▶ [Passage shown]

Hi there,
I am trying to use the Python Splunk-SDK to query results from a search, and return a specific field that i would generally see when i run the search in Splunk Web. For some reason it doesn't look like my fields are being separated when i run the search using the SDK, it only returns the _raw
message and other fields from Splunk. Is there a way to return fields with service.jobs.export()
that are normally extracted with the field extractors in Splunk Web? Here is the field extractor for the _raw
message that :
suricata\[(?P<pid>\d+)\]: \[(?P<gid>\d+):(?P<sid>\d+):(?P<rev>\d+)\] (?P<msg>.+) \[Classification:(?P<classification>.+)\] \[Priority:(?P<priority> \d+)\] \{(?P<proto>.+)\} (?P<src_ip>[\d.]{7,15}):(?P<src_port>\d+) -> (?P<dst_ip>[\d.]{7,15}):(?P<dst_port>\d+)$
code:
import splunklib.client as client
import splunklib.results as results
import prettyprint
import time
import json
HOST = 'secrets'
PORT = 8089
USERNAME = 'moresecrets'
PASSWORD = 'evenmoresecrets'
service = client.connect(
host=HOST,
port=PORT,
username=USERNAME,
password=PASSWORD)
kwargs_export = {
"search_mode": "normal",
"preview": False,
}
searchquery = "search index=main sourcetype=suricata earliest= -1m"
resultexport = service.jobs.export(searchquery, **kwargs_export )
for i in results.ResultsReader(resultexport):
time.sleep(5)
if isinstance(i, dict) and 'ET' in i['_raw'] :
prettyprint.pp(i)

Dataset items
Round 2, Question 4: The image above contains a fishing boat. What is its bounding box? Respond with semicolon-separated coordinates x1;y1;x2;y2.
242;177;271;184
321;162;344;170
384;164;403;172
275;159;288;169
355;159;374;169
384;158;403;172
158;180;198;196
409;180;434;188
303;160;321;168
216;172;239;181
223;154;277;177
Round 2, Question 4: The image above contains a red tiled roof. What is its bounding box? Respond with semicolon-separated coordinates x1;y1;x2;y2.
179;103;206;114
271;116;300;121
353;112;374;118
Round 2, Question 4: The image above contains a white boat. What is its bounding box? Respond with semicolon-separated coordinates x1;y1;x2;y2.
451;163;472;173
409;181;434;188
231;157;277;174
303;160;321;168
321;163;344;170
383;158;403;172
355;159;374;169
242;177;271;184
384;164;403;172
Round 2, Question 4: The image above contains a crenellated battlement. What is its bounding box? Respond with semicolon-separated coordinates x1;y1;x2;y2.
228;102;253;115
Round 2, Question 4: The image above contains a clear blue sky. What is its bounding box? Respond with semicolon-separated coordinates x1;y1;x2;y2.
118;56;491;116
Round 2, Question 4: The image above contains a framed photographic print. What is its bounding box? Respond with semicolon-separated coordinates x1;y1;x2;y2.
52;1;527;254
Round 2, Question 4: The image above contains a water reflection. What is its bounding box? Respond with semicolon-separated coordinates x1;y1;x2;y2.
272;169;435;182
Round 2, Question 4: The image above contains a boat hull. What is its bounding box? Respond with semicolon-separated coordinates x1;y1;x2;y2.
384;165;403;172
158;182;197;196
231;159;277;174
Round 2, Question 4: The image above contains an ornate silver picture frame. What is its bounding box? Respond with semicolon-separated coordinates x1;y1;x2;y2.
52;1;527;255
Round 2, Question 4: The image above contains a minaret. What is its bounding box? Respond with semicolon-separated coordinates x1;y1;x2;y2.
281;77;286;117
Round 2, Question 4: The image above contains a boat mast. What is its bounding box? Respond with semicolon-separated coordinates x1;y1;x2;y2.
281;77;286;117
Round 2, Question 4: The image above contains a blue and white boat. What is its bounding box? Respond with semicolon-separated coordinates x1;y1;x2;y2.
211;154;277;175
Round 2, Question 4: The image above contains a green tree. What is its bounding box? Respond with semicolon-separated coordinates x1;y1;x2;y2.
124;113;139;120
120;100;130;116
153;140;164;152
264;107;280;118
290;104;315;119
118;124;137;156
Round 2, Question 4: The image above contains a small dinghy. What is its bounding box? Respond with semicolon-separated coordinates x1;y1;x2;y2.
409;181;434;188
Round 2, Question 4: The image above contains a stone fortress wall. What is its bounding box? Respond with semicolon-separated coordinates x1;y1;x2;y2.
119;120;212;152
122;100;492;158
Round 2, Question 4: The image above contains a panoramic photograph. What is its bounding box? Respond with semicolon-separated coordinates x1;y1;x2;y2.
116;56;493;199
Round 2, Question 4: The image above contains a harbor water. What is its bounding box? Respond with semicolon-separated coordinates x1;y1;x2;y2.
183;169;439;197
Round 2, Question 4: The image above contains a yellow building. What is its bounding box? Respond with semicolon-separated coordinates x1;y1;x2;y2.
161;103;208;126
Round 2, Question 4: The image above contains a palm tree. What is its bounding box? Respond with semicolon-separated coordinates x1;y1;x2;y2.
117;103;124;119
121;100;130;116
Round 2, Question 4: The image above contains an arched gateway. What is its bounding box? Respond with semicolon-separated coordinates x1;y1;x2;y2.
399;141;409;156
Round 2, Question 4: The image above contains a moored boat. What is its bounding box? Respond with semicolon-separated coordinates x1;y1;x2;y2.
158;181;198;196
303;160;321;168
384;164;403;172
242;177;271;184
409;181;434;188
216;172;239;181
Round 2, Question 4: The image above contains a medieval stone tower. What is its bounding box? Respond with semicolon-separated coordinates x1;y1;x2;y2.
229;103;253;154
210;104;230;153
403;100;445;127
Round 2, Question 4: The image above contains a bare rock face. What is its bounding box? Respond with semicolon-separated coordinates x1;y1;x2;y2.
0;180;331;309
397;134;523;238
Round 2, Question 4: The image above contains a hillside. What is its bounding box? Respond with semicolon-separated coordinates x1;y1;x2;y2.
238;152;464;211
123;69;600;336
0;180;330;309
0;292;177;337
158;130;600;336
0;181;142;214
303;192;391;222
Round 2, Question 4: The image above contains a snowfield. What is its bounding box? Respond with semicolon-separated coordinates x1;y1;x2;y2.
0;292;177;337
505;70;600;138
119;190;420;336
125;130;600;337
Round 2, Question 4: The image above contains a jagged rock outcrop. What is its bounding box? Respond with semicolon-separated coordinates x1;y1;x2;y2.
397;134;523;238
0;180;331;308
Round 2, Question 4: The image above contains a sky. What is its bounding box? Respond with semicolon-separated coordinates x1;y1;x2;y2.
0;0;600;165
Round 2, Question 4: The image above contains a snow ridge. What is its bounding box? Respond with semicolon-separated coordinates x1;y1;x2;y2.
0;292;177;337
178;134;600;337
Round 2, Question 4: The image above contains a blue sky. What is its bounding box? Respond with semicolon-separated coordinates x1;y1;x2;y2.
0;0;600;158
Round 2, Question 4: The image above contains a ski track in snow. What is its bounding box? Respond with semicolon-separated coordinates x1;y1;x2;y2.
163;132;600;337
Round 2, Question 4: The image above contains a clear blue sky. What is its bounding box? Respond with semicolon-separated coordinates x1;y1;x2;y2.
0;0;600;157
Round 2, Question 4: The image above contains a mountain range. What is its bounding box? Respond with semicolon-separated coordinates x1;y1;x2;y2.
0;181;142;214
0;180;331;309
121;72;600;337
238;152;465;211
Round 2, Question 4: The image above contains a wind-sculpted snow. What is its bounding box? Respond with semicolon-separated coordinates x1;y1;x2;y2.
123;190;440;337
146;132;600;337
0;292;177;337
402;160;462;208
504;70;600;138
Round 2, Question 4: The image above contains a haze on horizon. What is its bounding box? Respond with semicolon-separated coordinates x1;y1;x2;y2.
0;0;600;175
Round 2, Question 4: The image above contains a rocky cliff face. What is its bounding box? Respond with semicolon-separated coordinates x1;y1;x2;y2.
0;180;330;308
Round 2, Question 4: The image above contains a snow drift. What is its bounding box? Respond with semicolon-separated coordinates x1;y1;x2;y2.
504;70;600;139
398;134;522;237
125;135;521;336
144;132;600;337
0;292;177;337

▶ [Stated problem] Please duplicate the Splunk SDK forum post from "resultexport = service.jobs.export(searchquery, **kwargs_export" up to and including "prettyprint.pp(i)". Nothing in the items is needed.

▶ [Answer to the problem]
resultexport = service.jobs.export(searchquery, **kwargs_export )
for i in results.ResultsReader(resultexport):
time.sleep(5)
if isinstance(i, dict) and 'ET' in i['_raw'] :
prettyprint.pp(i)